- DATA UNDER STUDY:
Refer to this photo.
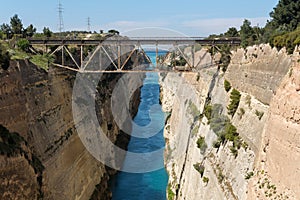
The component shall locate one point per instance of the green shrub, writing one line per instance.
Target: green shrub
(234, 151)
(227, 85)
(171, 194)
(220, 176)
(4, 57)
(195, 130)
(23, 44)
(248, 100)
(242, 112)
(230, 132)
(217, 144)
(208, 111)
(205, 179)
(259, 114)
(193, 110)
(200, 168)
(249, 175)
(234, 102)
(201, 144)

- PROBLEM DETAILS:
What should appear is an exact copy of the lines from the one with "The component shall" through the end of the entries above, ends included, and no other text.

- ANSWER FOR THE TASK:
The component shall locate one point per instance of the green shrub, writing one line per instance.
Target: green shrub
(234, 151)
(227, 85)
(171, 194)
(220, 176)
(4, 57)
(195, 130)
(23, 44)
(248, 100)
(242, 112)
(230, 132)
(217, 144)
(208, 111)
(205, 179)
(259, 114)
(193, 110)
(200, 168)
(249, 175)
(234, 102)
(201, 144)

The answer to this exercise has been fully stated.